__JOB__
Print the records below exactly as they appear.

__SUPPLIED INFORMATION__

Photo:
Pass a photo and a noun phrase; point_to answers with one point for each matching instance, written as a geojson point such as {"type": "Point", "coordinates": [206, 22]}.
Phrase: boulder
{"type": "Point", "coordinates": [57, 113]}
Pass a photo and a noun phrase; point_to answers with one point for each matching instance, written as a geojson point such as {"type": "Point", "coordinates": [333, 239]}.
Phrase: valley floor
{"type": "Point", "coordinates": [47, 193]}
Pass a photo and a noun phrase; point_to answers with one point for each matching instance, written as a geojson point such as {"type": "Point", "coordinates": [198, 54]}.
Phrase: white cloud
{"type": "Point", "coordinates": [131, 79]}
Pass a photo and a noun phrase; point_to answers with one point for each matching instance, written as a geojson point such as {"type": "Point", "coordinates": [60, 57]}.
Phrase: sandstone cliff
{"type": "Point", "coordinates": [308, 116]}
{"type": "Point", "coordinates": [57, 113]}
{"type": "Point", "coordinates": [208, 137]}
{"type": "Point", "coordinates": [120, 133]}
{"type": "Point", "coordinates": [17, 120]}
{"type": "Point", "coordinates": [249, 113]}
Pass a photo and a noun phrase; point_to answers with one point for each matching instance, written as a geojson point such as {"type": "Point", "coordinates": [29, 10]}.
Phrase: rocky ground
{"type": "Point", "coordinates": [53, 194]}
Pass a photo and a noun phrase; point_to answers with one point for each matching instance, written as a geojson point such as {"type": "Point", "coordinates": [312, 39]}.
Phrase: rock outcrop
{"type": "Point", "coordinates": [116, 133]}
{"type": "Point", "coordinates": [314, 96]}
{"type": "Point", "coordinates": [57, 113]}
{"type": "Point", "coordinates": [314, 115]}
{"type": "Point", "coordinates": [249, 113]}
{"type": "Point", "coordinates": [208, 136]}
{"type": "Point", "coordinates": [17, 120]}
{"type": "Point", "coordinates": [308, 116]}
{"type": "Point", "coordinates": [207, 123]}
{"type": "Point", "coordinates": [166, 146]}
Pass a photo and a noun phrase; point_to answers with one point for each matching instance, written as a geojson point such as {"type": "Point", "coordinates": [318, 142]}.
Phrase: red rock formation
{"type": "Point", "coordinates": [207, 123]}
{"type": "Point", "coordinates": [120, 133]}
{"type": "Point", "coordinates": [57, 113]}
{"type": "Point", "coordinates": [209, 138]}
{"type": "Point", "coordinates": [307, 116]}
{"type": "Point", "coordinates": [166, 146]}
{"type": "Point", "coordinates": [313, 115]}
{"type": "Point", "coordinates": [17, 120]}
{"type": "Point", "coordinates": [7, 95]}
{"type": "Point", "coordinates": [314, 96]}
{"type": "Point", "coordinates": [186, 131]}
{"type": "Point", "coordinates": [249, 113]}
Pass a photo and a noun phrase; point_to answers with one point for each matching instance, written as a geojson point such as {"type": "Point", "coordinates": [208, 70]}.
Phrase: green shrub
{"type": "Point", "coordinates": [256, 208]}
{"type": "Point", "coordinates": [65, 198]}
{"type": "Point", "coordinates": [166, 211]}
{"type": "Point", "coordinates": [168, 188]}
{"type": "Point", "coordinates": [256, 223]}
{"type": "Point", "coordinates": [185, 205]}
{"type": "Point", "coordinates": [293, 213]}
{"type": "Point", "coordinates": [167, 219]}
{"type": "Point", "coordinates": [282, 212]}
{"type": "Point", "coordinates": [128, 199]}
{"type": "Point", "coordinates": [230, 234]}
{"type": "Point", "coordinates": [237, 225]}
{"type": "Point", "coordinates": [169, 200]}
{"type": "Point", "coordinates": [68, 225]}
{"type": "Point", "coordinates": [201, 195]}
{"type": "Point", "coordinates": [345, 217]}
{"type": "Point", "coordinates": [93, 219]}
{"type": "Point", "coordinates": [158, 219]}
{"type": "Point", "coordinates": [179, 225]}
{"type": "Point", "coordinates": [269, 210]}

__WRITTEN REPLY__
Photo:
Pass a photo and a noun phrase; point_to answers with one point for each matching instance, written as a geojson point such as {"type": "Point", "coordinates": [206, 22]}.
Phrase: boulder
{"type": "Point", "coordinates": [57, 113]}
Pass a photo and a noun phrase; point_to answers with one point for each matching instance, written as a geojson point such as {"type": "Point", "coordinates": [333, 239]}.
Phrase: valley floor
{"type": "Point", "coordinates": [47, 193]}
Pass a photo and a noun phrase; point_to answers with one point for each matching instance, written as a geojson point such as {"type": "Point", "coordinates": [198, 54]}.
Phrase: white cloud
{"type": "Point", "coordinates": [131, 79]}
Pass a photo and a noun phrase; point_to answers with one point for each matching instance, written as a geojson point such as {"type": "Point", "coordinates": [60, 57]}.
Phrase: sandstone cliff
{"type": "Point", "coordinates": [308, 116]}
{"type": "Point", "coordinates": [57, 113]}
{"type": "Point", "coordinates": [208, 137]}
{"type": "Point", "coordinates": [120, 133]}
{"type": "Point", "coordinates": [17, 120]}
{"type": "Point", "coordinates": [249, 113]}
Pass a photo and a noun phrase; point_to answers with one point for each matching instance, written as a geojson point such as {"type": "Point", "coordinates": [29, 10]}.
Phrase: rocky ground
{"type": "Point", "coordinates": [53, 194]}
Pass a photo and a noun phrase; point_to answers with one point for each matching instance, written as a geojson point such as {"type": "Point", "coordinates": [312, 39]}.
Phrase: rock outcrop
{"type": "Point", "coordinates": [116, 133]}
{"type": "Point", "coordinates": [314, 96]}
{"type": "Point", "coordinates": [57, 113]}
{"type": "Point", "coordinates": [314, 115]}
{"type": "Point", "coordinates": [249, 113]}
{"type": "Point", "coordinates": [208, 136]}
{"type": "Point", "coordinates": [17, 120]}
{"type": "Point", "coordinates": [308, 116]}
{"type": "Point", "coordinates": [207, 123]}
{"type": "Point", "coordinates": [166, 146]}
Pass a photo and a noun phrase; point_to answers with one point for each matching instance, written as a geojson point such as {"type": "Point", "coordinates": [318, 142]}.
Phrase: red rock formation
{"type": "Point", "coordinates": [207, 123]}
{"type": "Point", "coordinates": [120, 133]}
{"type": "Point", "coordinates": [57, 113]}
{"type": "Point", "coordinates": [209, 138]}
{"type": "Point", "coordinates": [307, 116]}
{"type": "Point", "coordinates": [166, 146]}
{"type": "Point", "coordinates": [313, 115]}
{"type": "Point", "coordinates": [17, 120]}
{"type": "Point", "coordinates": [7, 95]}
{"type": "Point", "coordinates": [314, 96]}
{"type": "Point", "coordinates": [186, 131]}
{"type": "Point", "coordinates": [249, 113]}
Pass a photo and a noun phrase; point_to answers with one point for each matching instance, written as a geojson point such as {"type": "Point", "coordinates": [208, 70]}.
Phrase: green shrub
{"type": "Point", "coordinates": [256, 208]}
{"type": "Point", "coordinates": [65, 198]}
{"type": "Point", "coordinates": [166, 211]}
{"type": "Point", "coordinates": [168, 188]}
{"type": "Point", "coordinates": [256, 223]}
{"type": "Point", "coordinates": [185, 205]}
{"type": "Point", "coordinates": [293, 213]}
{"type": "Point", "coordinates": [167, 219]}
{"type": "Point", "coordinates": [282, 212]}
{"type": "Point", "coordinates": [128, 199]}
{"type": "Point", "coordinates": [230, 234]}
{"type": "Point", "coordinates": [237, 225]}
{"type": "Point", "coordinates": [169, 200]}
{"type": "Point", "coordinates": [68, 225]}
{"type": "Point", "coordinates": [201, 195]}
{"type": "Point", "coordinates": [345, 217]}
{"type": "Point", "coordinates": [93, 219]}
{"type": "Point", "coordinates": [158, 219]}
{"type": "Point", "coordinates": [179, 225]}
{"type": "Point", "coordinates": [269, 210]}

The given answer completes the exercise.